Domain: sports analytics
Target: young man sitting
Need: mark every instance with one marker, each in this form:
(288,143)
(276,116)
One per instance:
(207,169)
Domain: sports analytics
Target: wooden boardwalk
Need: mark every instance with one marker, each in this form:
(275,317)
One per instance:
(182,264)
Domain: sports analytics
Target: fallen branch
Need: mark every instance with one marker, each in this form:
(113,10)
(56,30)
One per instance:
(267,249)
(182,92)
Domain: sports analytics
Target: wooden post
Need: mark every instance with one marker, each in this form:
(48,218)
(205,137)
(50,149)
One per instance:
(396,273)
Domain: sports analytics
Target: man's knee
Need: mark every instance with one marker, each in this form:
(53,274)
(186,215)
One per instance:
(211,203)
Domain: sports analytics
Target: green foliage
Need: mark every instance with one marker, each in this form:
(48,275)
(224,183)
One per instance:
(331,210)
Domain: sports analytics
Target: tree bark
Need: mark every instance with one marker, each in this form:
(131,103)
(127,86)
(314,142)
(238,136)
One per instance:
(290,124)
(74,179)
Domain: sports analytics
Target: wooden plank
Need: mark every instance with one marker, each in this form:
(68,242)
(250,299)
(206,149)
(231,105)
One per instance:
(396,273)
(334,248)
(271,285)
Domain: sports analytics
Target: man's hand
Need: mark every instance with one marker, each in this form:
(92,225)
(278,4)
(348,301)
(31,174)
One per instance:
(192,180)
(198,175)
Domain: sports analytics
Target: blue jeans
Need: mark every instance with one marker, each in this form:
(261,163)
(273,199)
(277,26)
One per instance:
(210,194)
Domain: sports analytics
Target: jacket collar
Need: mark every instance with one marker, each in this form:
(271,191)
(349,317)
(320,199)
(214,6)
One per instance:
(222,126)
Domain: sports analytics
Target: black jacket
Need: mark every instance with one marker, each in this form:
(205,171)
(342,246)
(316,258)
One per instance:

• EXERCISE DESCRIPTION: Which lines in the data above contain the word "wooden"? List each of them in full.

• FINISHED ANSWER:
Target: wooden boardwalk
Target: wooden post
Target: wooden plank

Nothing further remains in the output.